# Your task
Copy out the records word for word, from the very first line through the line that contains "x=112 y=621", with both ends included.

# The records
::::::::

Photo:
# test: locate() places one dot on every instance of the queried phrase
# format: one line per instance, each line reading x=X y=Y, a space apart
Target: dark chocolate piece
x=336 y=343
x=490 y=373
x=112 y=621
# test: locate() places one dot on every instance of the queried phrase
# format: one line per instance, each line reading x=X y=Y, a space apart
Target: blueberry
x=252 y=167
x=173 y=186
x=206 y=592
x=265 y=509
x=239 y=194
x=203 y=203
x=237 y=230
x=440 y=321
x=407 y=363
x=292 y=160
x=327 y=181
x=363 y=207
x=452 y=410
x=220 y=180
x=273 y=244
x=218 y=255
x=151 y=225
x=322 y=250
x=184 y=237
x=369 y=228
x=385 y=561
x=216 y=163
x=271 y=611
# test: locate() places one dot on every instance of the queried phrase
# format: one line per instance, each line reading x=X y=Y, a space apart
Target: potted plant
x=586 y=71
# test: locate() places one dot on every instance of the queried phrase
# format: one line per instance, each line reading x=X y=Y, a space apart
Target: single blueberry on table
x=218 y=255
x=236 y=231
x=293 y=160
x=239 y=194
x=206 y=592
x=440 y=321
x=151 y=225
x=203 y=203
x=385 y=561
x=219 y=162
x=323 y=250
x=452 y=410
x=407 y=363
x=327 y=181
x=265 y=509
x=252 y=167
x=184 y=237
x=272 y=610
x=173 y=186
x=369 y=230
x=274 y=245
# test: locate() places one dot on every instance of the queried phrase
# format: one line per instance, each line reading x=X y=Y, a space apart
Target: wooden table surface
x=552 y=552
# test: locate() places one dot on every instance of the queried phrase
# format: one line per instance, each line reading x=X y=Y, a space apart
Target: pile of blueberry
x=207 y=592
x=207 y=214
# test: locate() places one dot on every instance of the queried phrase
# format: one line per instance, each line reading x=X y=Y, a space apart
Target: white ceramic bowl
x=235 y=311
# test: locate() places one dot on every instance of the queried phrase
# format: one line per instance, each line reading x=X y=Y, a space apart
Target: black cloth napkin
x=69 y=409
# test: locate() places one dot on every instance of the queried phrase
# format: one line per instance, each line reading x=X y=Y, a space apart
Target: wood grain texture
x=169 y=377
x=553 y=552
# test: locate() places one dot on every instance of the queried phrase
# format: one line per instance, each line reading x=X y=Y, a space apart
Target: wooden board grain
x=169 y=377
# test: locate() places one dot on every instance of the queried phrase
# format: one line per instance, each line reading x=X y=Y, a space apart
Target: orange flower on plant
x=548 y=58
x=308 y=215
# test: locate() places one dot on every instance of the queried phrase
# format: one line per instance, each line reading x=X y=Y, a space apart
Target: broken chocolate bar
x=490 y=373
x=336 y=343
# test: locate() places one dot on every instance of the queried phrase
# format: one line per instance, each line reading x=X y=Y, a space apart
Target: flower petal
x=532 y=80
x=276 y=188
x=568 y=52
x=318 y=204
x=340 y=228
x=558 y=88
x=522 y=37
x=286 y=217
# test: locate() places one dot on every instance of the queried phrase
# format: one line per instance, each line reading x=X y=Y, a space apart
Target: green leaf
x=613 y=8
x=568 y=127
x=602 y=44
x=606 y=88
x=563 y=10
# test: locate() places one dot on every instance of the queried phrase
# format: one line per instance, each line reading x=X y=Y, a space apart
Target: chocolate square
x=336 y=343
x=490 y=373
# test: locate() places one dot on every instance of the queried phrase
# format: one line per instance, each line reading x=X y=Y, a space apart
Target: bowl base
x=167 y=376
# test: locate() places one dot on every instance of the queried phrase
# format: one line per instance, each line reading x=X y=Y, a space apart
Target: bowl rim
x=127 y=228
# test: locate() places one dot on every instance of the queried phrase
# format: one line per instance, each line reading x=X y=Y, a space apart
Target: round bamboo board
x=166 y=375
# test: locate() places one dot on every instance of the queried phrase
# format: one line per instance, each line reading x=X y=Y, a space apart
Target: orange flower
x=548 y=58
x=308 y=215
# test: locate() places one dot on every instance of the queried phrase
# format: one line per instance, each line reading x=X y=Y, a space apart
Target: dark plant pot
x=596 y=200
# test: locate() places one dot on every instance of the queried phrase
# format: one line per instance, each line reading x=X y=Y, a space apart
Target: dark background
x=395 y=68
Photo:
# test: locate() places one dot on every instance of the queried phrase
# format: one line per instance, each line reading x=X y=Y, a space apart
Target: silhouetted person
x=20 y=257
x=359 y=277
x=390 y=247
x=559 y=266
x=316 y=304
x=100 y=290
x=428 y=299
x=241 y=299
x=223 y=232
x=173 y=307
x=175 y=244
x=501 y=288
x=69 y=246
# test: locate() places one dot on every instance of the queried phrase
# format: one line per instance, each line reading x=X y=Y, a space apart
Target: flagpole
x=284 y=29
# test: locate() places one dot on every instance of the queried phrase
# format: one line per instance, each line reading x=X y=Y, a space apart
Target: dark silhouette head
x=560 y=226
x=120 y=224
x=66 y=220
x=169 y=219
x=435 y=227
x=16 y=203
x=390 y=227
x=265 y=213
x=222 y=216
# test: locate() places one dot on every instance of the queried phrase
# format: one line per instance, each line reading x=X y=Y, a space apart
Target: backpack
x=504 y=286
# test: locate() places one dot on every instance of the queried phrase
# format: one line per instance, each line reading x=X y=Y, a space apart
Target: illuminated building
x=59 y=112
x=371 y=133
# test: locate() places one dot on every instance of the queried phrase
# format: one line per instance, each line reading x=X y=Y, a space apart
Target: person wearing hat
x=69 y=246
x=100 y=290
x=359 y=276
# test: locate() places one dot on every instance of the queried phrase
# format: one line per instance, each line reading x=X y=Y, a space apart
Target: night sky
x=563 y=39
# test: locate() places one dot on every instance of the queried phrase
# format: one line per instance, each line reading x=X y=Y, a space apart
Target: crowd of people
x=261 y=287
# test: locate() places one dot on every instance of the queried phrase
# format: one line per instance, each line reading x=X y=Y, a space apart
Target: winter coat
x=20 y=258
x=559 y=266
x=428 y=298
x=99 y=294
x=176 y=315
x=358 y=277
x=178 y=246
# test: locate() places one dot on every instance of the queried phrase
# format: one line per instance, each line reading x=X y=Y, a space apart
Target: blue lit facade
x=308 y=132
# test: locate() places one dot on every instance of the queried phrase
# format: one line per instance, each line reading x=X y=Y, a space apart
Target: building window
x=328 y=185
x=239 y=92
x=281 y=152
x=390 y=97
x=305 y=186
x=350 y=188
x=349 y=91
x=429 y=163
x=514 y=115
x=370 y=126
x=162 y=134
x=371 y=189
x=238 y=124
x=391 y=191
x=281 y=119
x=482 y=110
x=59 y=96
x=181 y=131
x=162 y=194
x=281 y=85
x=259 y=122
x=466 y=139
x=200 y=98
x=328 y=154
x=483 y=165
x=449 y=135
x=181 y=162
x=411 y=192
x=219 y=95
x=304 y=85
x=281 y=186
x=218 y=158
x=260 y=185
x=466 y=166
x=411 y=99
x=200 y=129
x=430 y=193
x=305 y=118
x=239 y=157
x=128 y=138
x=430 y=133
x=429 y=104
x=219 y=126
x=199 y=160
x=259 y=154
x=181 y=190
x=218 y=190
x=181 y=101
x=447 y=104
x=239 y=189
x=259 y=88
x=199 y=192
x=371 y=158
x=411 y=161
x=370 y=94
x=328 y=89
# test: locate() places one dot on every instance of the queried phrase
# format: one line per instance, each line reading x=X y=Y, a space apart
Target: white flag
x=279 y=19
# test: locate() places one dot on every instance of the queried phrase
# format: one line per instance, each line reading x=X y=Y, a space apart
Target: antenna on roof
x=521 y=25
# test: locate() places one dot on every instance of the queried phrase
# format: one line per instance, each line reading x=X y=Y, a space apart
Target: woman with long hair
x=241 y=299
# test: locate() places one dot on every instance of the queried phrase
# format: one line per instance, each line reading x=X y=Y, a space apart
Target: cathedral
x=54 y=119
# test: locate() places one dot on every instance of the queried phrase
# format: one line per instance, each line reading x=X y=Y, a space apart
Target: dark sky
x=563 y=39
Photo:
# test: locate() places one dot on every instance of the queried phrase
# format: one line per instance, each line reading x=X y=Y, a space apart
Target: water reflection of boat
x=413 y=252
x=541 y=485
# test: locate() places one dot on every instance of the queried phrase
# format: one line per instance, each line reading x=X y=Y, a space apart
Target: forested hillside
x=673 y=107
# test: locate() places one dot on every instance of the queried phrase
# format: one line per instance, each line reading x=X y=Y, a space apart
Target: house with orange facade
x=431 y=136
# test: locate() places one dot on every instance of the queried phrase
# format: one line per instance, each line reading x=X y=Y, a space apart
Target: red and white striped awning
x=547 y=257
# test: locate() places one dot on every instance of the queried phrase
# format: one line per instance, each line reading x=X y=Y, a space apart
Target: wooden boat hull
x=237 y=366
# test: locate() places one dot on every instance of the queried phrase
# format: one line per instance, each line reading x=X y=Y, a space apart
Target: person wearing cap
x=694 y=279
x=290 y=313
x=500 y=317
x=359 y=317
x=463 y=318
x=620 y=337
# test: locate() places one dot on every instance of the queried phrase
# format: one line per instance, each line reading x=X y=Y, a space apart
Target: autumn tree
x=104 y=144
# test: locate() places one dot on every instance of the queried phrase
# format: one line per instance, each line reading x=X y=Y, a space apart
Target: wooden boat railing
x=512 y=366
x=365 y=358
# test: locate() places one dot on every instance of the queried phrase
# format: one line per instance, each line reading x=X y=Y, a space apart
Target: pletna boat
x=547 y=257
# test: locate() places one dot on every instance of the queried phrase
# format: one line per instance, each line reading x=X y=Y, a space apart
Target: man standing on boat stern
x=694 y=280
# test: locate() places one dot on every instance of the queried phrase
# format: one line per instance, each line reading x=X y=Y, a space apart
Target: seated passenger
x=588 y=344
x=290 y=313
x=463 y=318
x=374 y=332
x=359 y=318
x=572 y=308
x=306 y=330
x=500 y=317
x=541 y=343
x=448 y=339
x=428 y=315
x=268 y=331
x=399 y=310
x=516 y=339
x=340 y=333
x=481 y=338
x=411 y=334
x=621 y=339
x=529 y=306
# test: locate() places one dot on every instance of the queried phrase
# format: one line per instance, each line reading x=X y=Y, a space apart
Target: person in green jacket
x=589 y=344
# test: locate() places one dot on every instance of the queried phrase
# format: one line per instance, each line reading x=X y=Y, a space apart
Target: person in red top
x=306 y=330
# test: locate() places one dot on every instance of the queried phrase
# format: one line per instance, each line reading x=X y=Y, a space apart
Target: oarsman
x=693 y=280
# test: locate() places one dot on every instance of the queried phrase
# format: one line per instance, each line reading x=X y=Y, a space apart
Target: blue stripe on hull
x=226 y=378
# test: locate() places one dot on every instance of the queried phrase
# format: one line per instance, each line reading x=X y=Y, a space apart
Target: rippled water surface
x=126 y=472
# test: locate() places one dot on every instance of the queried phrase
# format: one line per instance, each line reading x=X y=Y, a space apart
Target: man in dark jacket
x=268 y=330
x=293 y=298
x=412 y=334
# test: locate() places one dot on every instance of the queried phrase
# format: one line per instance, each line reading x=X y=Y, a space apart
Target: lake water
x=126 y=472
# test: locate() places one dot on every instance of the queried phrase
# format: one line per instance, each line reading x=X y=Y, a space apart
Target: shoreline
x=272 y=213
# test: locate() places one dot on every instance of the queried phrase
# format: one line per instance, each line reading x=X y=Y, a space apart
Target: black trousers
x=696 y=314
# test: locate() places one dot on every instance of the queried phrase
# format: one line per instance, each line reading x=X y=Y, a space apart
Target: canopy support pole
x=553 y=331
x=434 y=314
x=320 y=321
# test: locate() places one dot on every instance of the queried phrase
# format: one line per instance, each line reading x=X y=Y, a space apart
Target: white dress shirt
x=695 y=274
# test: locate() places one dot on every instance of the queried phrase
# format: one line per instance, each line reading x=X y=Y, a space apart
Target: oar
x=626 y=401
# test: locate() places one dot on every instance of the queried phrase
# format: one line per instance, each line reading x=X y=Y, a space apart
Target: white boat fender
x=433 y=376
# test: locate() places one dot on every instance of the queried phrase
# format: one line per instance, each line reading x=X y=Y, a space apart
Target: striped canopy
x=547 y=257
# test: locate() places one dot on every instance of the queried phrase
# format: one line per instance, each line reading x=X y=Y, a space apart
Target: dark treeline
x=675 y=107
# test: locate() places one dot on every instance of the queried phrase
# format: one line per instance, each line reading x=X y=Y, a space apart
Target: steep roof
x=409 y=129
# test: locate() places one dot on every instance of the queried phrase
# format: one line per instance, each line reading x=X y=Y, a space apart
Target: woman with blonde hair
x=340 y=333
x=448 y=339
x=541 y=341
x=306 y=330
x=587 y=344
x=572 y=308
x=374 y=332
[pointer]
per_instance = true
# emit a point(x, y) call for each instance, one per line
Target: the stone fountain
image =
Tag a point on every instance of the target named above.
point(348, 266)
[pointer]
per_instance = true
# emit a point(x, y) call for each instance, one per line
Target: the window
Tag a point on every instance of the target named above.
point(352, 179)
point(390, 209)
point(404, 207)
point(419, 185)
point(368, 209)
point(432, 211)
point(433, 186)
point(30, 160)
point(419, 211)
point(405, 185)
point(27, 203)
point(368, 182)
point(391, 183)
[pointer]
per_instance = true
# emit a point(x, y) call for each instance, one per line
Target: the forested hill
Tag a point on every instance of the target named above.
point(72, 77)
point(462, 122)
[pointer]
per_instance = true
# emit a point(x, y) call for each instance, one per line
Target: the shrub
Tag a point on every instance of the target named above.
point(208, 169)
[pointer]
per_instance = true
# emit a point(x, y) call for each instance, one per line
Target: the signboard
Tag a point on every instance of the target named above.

::::::::

# Solution for this exercise
Photo:
# test: locate() places one dot on every instance of the queried phrase
# format: one line per instance, each line reading x=X y=Y, a space apart
Target: dark chocolate piece
x=336 y=343
x=490 y=373
x=112 y=621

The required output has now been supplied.